* begin Information given *

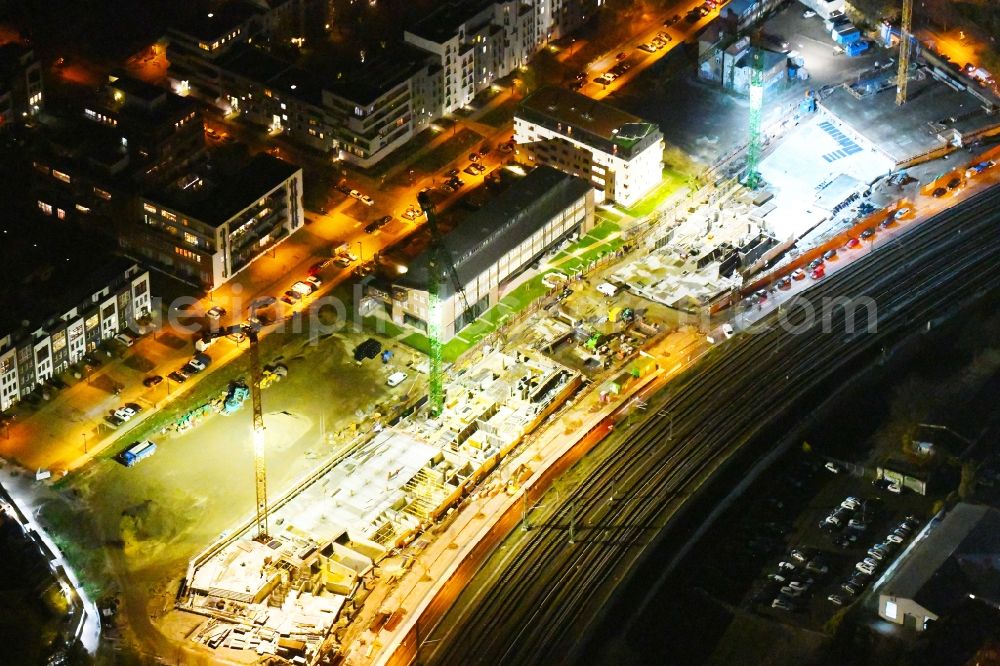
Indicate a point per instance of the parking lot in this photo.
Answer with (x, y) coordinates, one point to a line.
(849, 534)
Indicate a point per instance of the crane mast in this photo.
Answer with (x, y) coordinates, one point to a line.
(756, 108)
(903, 75)
(257, 434)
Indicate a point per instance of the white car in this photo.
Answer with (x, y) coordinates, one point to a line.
(607, 289)
(125, 413)
(552, 279)
(782, 604)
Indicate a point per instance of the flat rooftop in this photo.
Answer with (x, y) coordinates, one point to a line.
(948, 564)
(934, 112)
(219, 22)
(50, 268)
(442, 24)
(589, 121)
(478, 241)
(225, 195)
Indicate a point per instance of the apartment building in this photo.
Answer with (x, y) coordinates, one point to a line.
(490, 248)
(620, 154)
(21, 93)
(211, 225)
(66, 311)
(130, 137)
(474, 42)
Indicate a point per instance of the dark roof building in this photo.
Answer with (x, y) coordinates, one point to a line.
(481, 239)
(953, 559)
(490, 248)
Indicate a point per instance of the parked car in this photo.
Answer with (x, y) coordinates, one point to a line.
(817, 567)
(125, 413)
(781, 604)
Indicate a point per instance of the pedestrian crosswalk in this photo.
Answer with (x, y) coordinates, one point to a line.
(847, 146)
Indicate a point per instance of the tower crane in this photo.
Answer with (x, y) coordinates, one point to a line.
(903, 74)
(257, 435)
(257, 428)
(756, 108)
(440, 270)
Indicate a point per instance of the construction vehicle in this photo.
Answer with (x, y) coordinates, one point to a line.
(137, 452)
(238, 392)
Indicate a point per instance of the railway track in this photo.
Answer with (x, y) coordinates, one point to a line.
(536, 606)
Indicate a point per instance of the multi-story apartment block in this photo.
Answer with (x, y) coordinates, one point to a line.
(620, 154)
(131, 137)
(558, 18)
(21, 92)
(490, 248)
(63, 315)
(475, 43)
(205, 229)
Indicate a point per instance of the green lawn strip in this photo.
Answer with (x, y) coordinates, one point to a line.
(448, 151)
(500, 115)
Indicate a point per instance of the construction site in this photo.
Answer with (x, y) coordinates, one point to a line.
(283, 592)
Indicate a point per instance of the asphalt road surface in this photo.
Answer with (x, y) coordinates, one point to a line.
(539, 596)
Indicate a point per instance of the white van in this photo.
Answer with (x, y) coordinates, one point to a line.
(607, 289)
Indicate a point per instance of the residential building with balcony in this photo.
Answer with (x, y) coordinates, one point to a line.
(490, 249)
(21, 92)
(620, 154)
(210, 225)
(61, 310)
(475, 42)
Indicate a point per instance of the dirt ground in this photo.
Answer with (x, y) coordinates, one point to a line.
(131, 531)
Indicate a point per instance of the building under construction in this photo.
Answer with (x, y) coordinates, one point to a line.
(284, 594)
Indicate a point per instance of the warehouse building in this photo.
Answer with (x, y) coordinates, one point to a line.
(62, 311)
(491, 248)
(621, 155)
(206, 229)
(952, 560)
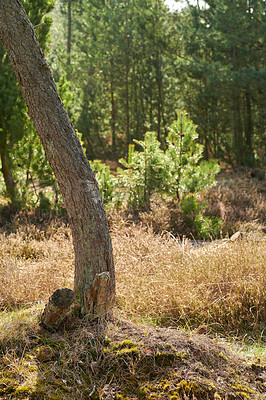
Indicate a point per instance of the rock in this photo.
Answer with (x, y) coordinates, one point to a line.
(57, 308)
(236, 236)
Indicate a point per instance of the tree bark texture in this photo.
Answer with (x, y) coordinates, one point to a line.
(57, 308)
(82, 199)
(6, 171)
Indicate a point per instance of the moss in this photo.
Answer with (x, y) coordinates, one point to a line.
(107, 342)
(243, 395)
(242, 388)
(25, 389)
(143, 391)
(129, 352)
(194, 388)
(7, 385)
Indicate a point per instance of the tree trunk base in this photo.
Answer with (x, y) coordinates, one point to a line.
(57, 308)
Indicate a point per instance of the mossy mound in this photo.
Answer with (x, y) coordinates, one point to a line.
(122, 361)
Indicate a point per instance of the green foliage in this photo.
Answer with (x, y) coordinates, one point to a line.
(105, 179)
(200, 226)
(176, 172)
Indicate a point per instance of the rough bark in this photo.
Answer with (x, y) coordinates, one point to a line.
(82, 199)
(69, 26)
(6, 171)
(57, 308)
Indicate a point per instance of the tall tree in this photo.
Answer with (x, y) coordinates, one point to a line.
(91, 238)
(12, 110)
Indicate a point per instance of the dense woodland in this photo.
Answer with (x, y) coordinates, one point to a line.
(125, 67)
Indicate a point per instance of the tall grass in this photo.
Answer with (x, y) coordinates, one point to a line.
(219, 286)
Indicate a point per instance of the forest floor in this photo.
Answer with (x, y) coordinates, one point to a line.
(189, 319)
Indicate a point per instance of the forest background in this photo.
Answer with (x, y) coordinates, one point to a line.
(125, 67)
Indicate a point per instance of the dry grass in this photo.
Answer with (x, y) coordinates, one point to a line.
(204, 287)
(219, 286)
(34, 263)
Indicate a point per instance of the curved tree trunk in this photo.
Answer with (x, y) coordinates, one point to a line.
(91, 238)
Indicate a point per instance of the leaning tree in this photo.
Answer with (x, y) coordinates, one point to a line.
(94, 282)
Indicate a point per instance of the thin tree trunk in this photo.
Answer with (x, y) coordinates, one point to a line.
(113, 116)
(91, 238)
(249, 128)
(127, 77)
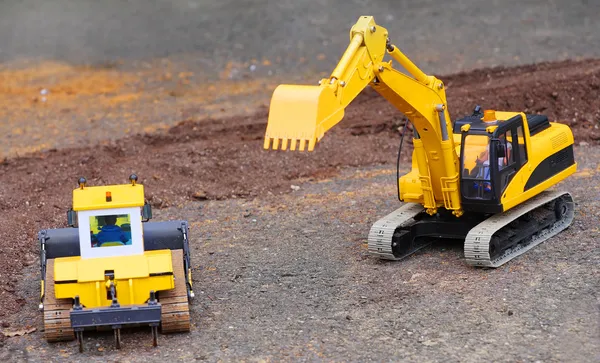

* end Information given *

» Problem:
Rewrite everything from the line containing "Indicate a point per instance of the leaning" down through the end of the data, swapping "photo" for "image" and keeping all else the same. Leave the pictures out of your answer.

» Output for this task:
Indicate a point per instance of the leaning tree in this image.
Answer with (x, y) coordinates, one point to a line.
(94, 282)
Indicate a point per instance of the thin tree trunk in this image.
Answer with (x, y) coordinates, one point to a line.
(113, 116)
(91, 238)
(249, 128)
(127, 77)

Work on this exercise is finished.